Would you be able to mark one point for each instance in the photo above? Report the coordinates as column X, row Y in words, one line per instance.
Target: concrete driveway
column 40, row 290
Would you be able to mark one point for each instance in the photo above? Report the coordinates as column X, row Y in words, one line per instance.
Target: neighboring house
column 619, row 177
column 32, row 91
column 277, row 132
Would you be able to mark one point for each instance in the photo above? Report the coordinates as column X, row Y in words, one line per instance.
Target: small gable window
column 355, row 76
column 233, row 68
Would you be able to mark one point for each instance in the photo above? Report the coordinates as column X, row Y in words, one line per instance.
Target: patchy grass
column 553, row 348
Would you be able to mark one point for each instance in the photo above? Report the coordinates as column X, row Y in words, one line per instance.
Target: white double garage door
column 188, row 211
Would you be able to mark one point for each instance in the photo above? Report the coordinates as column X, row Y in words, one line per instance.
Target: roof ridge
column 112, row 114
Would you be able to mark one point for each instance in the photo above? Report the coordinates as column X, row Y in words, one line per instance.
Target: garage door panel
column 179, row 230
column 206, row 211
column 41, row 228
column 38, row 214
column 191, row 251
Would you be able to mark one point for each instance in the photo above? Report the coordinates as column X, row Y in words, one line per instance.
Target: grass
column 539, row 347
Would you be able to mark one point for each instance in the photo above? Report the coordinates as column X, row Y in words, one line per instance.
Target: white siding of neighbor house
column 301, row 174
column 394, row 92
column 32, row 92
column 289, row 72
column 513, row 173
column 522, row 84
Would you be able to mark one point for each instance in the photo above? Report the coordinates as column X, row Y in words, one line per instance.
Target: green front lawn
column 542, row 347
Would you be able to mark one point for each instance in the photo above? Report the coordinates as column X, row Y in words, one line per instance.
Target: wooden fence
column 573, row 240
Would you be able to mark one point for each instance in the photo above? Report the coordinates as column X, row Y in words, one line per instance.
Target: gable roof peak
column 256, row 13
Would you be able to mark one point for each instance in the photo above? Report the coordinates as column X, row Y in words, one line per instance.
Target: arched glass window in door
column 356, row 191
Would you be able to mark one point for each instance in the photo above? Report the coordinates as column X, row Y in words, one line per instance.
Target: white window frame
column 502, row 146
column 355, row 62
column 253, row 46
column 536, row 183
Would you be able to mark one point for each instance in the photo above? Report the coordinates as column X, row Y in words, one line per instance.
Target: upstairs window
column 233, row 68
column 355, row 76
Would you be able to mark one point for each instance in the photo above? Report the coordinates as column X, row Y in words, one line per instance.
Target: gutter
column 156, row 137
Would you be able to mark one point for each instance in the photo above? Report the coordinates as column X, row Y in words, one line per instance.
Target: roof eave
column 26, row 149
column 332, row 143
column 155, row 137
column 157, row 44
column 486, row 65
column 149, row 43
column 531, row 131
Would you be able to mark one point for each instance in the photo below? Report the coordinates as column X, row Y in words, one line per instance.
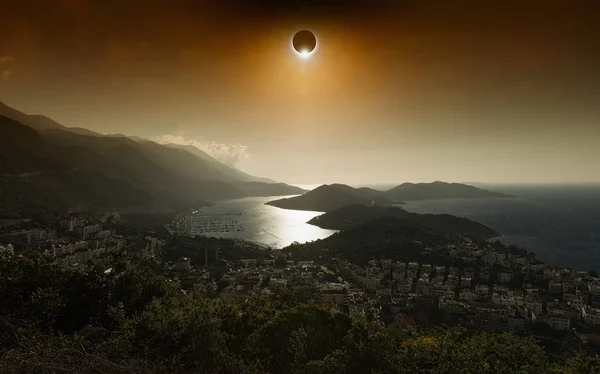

▶ Aim of the task:
Please write every line above out exactly as given, except for any pictures.

▶ Answer box:
Would you be able to mark one point for each instance in the photo above? Report the coordinates as column X, row Y in words, one line per instance.
Target: concrete driveway
column 40, row 290
Would you be able to mark one point for each instance in the photo above? Report the coordinates as column X, row Y in words, one line per instance.
Target: neighboring house
column 619, row 177
column 32, row 91
column 277, row 132
Would you be able to mark one point for each instance in the photo above? Report the coordinates as column X, row Y in words, one line per instance.
Target: small gable window
column 355, row 76
column 233, row 68
Would you be able to mark one point for each instance in the photo above? Report the coordinates as column X, row Y in words, one line per instance.
Target: patchy grass
column 553, row 348
Would you be able to mark one point for each instance in the photo above? Report the coordinates as column X, row Y in words, one line per instance.
Target: white double garage door
column 188, row 211
Would you be able to mark one point for each instance in the photo above? Report the coordinates as column X, row Y in words, one line per instance.
Target: roof ridge
column 112, row 114
Would you be able to mark one point for each instance in the photo above? Report the coordinates as column X, row Y in words, one line per instance.
Target: garage door panel
column 179, row 230
column 206, row 211
column 41, row 228
column 38, row 214
column 191, row 251
Would you be able to mark one point for each instance in the photo above? Report the coordinates as column X, row Y in words, one line per instance.
Target: grass
column 539, row 347
Would you be able to mark one point for each instance in the photo above? Report the coordinates as column X, row Y in words, one line per instance.
Target: white siding of neighbor house
column 301, row 174
column 394, row 92
column 32, row 92
column 289, row 72
column 513, row 173
column 522, row 84
Would you be able to mark one point for each instance in the photo above? Report the coordinates as column X, row Y in words, one line per instance.
Target: green front lawn
column 542, row 347
Would you be able to mark one point for each instance in the photo above? Report the coordinates as column X, row Y in words, one line per instance.
Target: wooden fence
column 573, row 240
Would you be able to mark one point for each instance in the photo above? Report the coordinates as column X, row Y in words, one line per instance.
Target: gable roof peak
column 256, row 13
Would you be able to mark one point for each instance in the photo above? Report the coordinates as column X, row Y in words, one line per instance.
Target: arched glass window in door
column 356, row 191
Would you be able to mark one point for each instance in the photo above? Report the coordinates as column X, row Y in words, one line per instance.
Target: white window frame
column 502, row 146
column 355, row 62
column 253, row 46
column 536, row 183
Would you be able to mark one point for each instance in the photo above? Report the coordinates as column X, row Y in words, one line per instance.
Target: upstairs window
column 233, row 68
column 355, row 76
Would you be able to mark one point for each instance in the photo above? Report the coordinates as column X, row Y in words, one line per instance.
Target: gutter
column 156, row 137
Would you be able to mark one point for each instance in the photo above? Report the coordinates as column X, row Y in words, one line per instance.
Target: roof eave
column 26, row 149
column 332, row 143
column 155, row 137
column 157, row 44
column 486, row 65
column 149, row 43
column 531, row 131
Would you be able to mark one point for each instance in the photo below? Report the coordinates as column X, row Y in words, one line per instance.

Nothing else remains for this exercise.